══ INPUT DATA ══
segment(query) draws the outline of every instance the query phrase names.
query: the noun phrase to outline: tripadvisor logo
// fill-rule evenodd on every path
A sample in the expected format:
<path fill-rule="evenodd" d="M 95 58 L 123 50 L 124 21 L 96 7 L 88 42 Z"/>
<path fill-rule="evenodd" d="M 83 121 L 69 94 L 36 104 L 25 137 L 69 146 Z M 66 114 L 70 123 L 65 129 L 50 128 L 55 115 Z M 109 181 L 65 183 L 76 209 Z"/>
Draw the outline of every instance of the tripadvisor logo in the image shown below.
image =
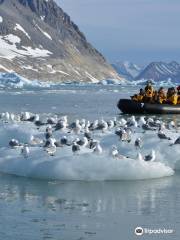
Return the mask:
<path fill-rule="evenodd" d="M 143 230 L 143 228 L 142 227 L 137 227 L 137 228 L 135 228 L 135 234 L 137 235 L 137 236 L 142 236 L 143 235 L 143 233 L 144 233 L 144 230 Z"/>

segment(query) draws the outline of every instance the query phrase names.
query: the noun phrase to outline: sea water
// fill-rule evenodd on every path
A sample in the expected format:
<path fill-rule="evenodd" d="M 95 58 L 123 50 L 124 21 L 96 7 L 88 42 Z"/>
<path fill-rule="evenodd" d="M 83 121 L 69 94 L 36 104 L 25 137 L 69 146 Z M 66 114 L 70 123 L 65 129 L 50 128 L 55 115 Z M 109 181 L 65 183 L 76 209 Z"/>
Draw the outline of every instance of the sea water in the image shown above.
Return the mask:
<path fill-rule="evenodd" d="M 2 90 L 0 112 L 110 119 L 119 117 L 119 98 L 135 92 L 133 86 L 76 85 Z M 178 121 L 178 116 L 165 118 Z M 0 174 L 0 239 L 179 239 L 179 225 L 178 170 L 170 177 L 133 181 L 59 181 Z M 173 233 L 137 237 L 137 226 Z"/>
═══
WHAT THE TASK REQUIRES:
Please render all of the records above as a two-column CSV with the headers input and output, one row per record. Put each record's text under input and its answer under output, each in a single quoted field with line breaks turned into spaces, and leave the pictures out.

THE RESPONSE:
input,output
"segment(query) draws the outline of every instance the query phrase names. query: the noun phrase to outline: tripadvisor logo // fill-rule evenodd on every path A sample in the expected format: <path fill-rule=""evenodd"" d=""M 95 58 L 123 50 L 124 21 L 96 7 L 88 42 Z""/> <path fill-rule=""evenodd"" d=""M 83 121 L 69 94 L 36 104 L 25 137 L 69 146 Z M 66 114 L 70 123 L 65 129 L 50 128 L 55 115 Z M 109 181 L 65 183 L 76 209 Z""/> Draw the outline of every instance of the tripadvisor logo in the image shown below. image = Return the mask:","<path fill-rule=""evenodd"" d=""M 143 230 L 143 228 L 142 227 L 137 227 L 137 228 L 135 228 L 135 234 L 137 235 L 137 236 L 142 236 L 143 235 L 143 233 L 144 233 L 144 230 Z""/>"
"segment(query) draws the outline of every instance the query phrase names. query: the noun phrase to outline: sea water // fill-rule evenodd on every path A sample in the expected format: <path fill-rule=""evenodd"" d=""M 95 58 L 123 50 L 124 21 L 96 7 L 88 42 Z""/> <path fill-rule=""evenodd"" d=""M 83 121 L 69 94 L 36 104 L 25 137 L 69 146 Z M 66 114 L 70 123 L 65 129 L 50 128 L 55 115 Z M 109 181 L 65 183 L 76 209 Z""/> Draw the outline of every instance of the sea water in the image shown above. Return the mask:","<path fill-rule=""evenodd"" d=""M 2 90 L 0 112 L 110 119 L 119 117 L 119 98 L 135 92 L 133 86 L 76 85 Z M 178 121 L 178 116 L 165 118 Z M 0 174 L 0 239 L 179 239 L 179 225 L 178 170 L 170 177 L 133 181 L 59 181 Z M 173 233 L 137 237 L 137 226 Z""/>"